----- MATERIAL SUPPLIED -----

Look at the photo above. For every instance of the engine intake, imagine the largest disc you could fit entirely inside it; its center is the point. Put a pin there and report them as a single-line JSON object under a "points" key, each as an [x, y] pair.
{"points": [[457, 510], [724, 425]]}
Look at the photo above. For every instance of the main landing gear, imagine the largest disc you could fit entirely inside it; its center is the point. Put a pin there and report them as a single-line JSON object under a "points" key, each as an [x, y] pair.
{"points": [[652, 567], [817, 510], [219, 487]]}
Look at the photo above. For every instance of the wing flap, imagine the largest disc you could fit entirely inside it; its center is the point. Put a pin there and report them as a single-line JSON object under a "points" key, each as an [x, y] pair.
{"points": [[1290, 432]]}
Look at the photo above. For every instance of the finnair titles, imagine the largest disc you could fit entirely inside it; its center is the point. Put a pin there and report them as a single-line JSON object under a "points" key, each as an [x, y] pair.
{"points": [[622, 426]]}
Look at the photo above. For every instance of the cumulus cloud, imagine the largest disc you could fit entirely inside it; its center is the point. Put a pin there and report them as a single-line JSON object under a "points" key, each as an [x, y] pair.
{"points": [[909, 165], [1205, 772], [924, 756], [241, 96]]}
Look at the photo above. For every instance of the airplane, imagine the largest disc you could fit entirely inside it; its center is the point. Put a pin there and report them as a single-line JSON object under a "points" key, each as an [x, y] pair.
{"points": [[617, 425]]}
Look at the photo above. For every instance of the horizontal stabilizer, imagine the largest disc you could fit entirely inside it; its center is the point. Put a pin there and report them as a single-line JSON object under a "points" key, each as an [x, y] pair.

-----

*WRITTEN EXERCISE:*
Copy out all of the data above again, substituting "biggest circle" for "largest disc" everywhere it occurs and leaving every other character unchanged.

*OUTPUT:*
Look at the photo above. For every instance of the engine intake, imagine the biggest circle you could fit entirely inside it; its center is the point. Put a pin there and report them as a single-line JSON object under a "points" key, each as an [x, y] pair.
{"points": [[457, 510], [724, 425]]}
Look at the photo above. For every instance of the main landing gear, imagine the biggest circle you could fit entirely inside it; its center is the point. Put a pin there and report them as a single-line JSON object under a "points" key, each as an [x, y] pair.
{"points": [[652, 567], [817, 510], [219, 487]]}
Look at the photo above. For every instance of the wing flap, imagine the biggest circle you could fit entirely inside it; its center is the point. Put a pin there and report them as a single-line JSON object under a "points" key, each as an [x, y] pair.
{"points": [[1290, 432]]}
Look at the photo above. For every instance of the finnair titles, imagine the biggest circle you could fit entirely inside it; its center is the point. Put a pin there and report them as a single-line JSON object under a "points" key, each as an [x, y] pair.
{"points": [[622, 426]]}
Look at the photo above. For every instance of the cumulus cloud, imagine the biggest circle you could fit entirely inside it; its center is the point. Put a pin there and report them as a single-line JSON object under a "points" key, each as an [x, y] pair.
{"points": [[909, 165], [1205, 772], [924, 756], [241, 96]]}
Look at the photo above. For every instance of the airplane, imagine the biggest circle you could fit entirely inside it; its center is the point. Put a pin there and report them as a single-line JSON object under a "points" key, each as an [x, y] pair.
{"points": [[617, 425]]}
Look at the photo above. For every instance of the horizontal stabilizer, imagine the biggest circle you could fit entirely inside it; its center is the point. Put a pin there and report them as a single-line JSON object under a "points" key, each as an [x, y] pair.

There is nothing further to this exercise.